What is being asked
There is a line below that contains "Check that one keypoint sits on every instance of the falling". Please reproduce it and all following lines exactly, through the final one.

Dataset entries:
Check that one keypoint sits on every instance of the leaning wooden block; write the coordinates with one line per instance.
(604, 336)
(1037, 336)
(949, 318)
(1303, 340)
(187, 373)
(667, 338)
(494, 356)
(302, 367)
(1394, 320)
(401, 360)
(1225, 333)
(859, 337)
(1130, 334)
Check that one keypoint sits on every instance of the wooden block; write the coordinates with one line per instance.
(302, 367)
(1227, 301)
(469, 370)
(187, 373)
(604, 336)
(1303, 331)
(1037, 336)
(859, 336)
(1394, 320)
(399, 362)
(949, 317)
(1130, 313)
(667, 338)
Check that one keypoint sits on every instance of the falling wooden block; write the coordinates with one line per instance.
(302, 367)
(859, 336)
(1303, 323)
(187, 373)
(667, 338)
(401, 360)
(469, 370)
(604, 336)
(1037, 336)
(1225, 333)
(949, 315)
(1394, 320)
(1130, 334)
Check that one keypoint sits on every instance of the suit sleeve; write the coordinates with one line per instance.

Answer to this task
Check that one keypoint sits on every instance of the falling wooden block; write the coordinates with one line per instance.
(302, 367)
(859, 336)
(1303, 323)
(187, 373)
(667, 338)
(401, 360)
(469, 370)
(604, 336)
(1037, 336)
(1225, 333)
(949, 315)
(1394, 320)
(1130, 334)
Check that one keypoint sits on every instance of the suit sleeve; write the coordinates with one line per instance.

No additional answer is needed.